-- Begin --
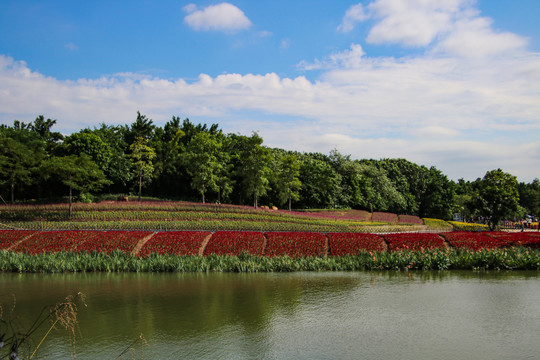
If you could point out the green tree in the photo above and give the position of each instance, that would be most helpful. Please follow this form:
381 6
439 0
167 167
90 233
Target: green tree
289 178
142 156
42 127
253 168
201 159
77 172
529 197
376 190
321 185
91 144
16 164
20 154
497 197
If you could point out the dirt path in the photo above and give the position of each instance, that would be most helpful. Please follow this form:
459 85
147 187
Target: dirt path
141 243
203 245
14 245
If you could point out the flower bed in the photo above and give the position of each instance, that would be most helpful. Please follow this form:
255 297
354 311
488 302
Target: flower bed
352 243
295 244
384 217
175 242
53 241
236 242
414 242
473 240
410 219
527 239
10 237
109 241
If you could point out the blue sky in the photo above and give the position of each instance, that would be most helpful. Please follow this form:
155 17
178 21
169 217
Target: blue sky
448 83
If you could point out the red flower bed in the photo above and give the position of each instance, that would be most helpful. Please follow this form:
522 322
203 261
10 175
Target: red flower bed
53 241
352 243
109 241
414 242
473 240
384 217
235 242
410 219
10 237
175 242
527 239
295 244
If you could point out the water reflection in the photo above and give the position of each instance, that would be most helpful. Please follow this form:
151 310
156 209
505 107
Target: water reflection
385 315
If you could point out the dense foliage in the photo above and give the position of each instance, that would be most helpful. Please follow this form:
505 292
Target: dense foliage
185 161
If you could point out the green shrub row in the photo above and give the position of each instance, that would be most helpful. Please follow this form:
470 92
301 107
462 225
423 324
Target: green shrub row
517 258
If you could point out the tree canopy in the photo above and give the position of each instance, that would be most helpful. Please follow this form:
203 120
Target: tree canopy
197 162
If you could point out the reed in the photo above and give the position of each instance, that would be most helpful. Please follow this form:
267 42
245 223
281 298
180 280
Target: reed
515 258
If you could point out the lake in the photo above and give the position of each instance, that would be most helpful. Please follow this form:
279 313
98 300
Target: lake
328 315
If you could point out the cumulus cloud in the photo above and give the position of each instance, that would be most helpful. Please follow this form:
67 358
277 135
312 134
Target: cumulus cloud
220 17
353 16
457 114
452 27
467 105
475 38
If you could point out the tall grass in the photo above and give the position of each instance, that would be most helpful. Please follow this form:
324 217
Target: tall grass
518 258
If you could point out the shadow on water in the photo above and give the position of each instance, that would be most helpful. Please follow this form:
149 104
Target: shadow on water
274 315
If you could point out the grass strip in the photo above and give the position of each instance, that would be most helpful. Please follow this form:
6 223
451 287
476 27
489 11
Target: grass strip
516 258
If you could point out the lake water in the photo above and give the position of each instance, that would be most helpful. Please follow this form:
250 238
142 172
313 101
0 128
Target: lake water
357 315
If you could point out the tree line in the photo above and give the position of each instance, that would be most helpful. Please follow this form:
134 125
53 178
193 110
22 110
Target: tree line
196 162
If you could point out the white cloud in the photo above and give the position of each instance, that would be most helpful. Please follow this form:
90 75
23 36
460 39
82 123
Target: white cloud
221 17
413 22
353 16
452 27
71 46
453 107
475 38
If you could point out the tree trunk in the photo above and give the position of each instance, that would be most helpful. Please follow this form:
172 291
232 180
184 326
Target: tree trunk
140 184
13 191
70 202
290 201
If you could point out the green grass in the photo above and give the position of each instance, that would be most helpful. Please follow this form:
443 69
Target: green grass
501 259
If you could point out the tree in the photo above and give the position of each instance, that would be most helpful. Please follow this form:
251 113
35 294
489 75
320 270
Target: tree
376 190
16 163
20 154
142 156
288 178
202 163
496 197
253 169
42 127
77 172
321 185
529 197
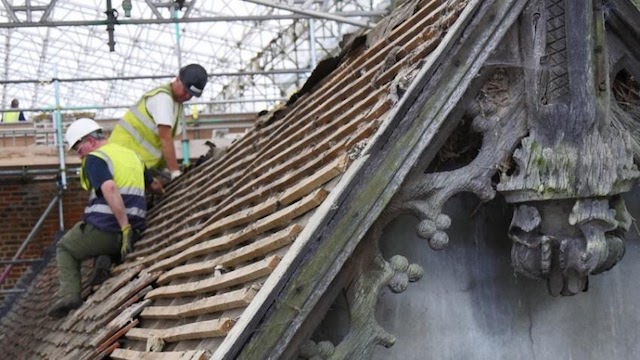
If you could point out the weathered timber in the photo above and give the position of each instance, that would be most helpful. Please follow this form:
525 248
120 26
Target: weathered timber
233 278
198 330
124 354
393 154
574 163
208 305
319 178
191 247
235 257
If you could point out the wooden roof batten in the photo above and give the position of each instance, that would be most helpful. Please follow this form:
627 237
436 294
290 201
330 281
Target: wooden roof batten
589 95
244 249
393 151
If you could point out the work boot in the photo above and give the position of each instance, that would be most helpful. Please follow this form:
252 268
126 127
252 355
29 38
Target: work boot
101 270
65 304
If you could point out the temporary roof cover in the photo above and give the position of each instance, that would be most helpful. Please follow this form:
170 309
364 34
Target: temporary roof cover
266 226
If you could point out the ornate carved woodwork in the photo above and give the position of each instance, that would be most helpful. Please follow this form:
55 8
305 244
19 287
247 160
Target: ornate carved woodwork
554 142
569 221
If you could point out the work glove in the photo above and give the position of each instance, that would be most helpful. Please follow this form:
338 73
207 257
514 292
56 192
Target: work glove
175 174
127 241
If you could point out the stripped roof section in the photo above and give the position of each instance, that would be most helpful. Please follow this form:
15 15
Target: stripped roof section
225 226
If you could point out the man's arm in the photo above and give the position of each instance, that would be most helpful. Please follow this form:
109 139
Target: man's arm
168 150
113 197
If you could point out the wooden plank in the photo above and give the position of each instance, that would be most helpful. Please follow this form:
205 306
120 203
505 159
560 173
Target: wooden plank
190 248
104 353
109 342
413 128
126 354
118 323
319 178
245 253
198 330
269 166
245 216
233 278
218 244
231 300
358 75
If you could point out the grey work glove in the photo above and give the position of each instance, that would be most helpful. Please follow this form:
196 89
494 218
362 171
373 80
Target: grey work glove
127 241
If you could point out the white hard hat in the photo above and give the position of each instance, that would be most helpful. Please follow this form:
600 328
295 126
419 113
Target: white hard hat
79 129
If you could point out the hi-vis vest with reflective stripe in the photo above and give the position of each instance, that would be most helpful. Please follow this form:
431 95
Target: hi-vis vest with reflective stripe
11 116
138 131
128 173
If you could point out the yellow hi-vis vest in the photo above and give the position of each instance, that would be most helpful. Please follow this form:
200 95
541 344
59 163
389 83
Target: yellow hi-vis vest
11 116
127 171
138 131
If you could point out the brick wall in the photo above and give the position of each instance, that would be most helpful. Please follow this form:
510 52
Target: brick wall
21 205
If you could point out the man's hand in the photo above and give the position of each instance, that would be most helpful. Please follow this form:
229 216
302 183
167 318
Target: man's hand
156 187
127 241
175 174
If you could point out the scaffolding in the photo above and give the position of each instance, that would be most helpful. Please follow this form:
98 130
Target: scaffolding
62 55
255 49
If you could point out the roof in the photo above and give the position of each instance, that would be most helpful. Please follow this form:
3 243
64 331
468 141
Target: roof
254 53
228 232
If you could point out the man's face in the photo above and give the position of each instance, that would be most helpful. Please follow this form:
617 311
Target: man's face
85 146
180 93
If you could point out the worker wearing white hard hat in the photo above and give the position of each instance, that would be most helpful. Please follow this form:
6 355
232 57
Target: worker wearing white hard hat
116 178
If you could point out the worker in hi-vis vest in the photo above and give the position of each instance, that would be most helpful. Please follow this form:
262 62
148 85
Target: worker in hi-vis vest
15 115
149 126
116 178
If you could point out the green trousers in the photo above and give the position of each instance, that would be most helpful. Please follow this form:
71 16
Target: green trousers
80 243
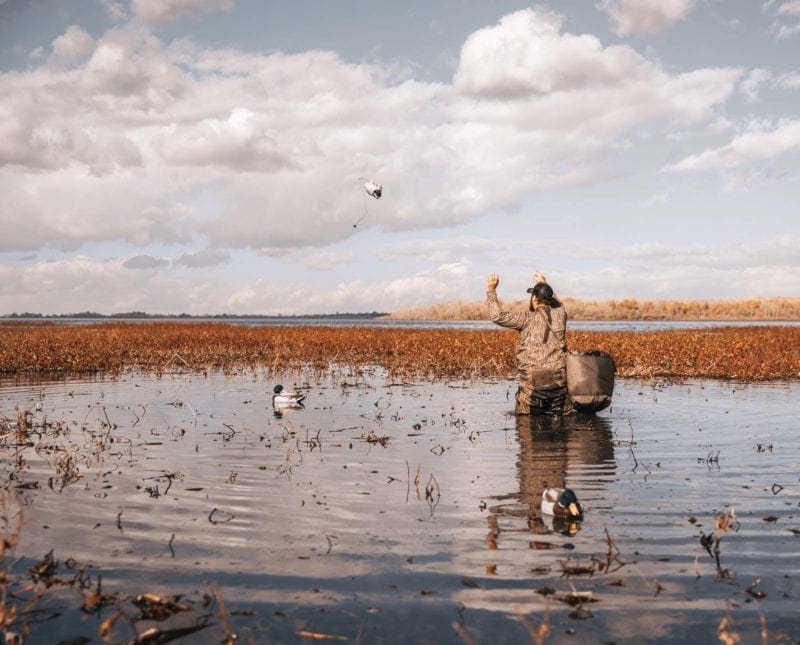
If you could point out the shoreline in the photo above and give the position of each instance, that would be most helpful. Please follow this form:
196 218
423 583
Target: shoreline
749 353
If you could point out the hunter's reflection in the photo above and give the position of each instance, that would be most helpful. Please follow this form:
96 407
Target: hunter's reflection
549 449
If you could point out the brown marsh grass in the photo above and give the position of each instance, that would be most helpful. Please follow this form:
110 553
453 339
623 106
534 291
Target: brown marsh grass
625 309
743 353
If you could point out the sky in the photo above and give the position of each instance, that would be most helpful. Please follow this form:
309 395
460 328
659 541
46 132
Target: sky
209 156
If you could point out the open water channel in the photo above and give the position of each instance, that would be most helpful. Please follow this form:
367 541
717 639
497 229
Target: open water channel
388 511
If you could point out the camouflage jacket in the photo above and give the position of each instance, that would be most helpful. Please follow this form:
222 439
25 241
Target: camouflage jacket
541 346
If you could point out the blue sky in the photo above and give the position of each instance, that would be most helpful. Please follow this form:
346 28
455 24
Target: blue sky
205 156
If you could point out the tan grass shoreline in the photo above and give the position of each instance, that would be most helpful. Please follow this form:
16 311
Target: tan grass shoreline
751 309
740 353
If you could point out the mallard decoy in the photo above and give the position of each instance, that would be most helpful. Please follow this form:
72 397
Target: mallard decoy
561 502
283 398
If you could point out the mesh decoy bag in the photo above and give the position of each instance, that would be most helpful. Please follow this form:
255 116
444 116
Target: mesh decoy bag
590 379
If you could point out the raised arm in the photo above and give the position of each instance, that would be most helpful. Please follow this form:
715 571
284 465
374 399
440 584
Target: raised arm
496 314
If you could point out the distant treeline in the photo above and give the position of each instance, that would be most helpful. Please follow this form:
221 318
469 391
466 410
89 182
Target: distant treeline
627 309
134 315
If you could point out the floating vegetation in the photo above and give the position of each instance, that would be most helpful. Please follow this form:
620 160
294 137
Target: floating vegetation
742 353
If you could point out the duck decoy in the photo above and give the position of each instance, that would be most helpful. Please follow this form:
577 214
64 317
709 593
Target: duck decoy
284 398
561 502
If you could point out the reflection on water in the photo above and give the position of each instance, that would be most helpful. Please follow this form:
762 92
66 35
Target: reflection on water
552 452
388 511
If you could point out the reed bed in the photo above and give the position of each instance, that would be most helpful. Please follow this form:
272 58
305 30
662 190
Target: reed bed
741 353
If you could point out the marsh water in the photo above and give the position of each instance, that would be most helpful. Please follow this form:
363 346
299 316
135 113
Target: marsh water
398 511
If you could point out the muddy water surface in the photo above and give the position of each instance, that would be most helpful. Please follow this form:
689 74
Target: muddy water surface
401 512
-- End --
**GIVEN PROBLEM**: Extract every line from the one containing "If you could point out the reflection" to the end of the entries, including both of those lines, exactly as given and with nothing added.

**SOLUTION FOR THIS PROBLEM**:
If you could point out the reflection on water in the photo above and give the position of each instance, that would be most helpful. Please follow this form:
762 92
66 35
Target: reflection on water
552 452
388 511
If you could point out the reed bed in the photo above and give the position of each instance, that would be most helpful. Please follow this form:
272 58
305 30
662 190
Target: reed bed
741 353
If you could point out the marsh water in the photo above and give the position of each instance, that would be most helpful. Please follow this form:
363 346
299 316
135 113
Target: marsh water
398 511
If you could point out the muddy water surface in the photo above and give the position of each instance, that would be most helpful. Please follow this form:
689 74
Target: muddy water surface
401 512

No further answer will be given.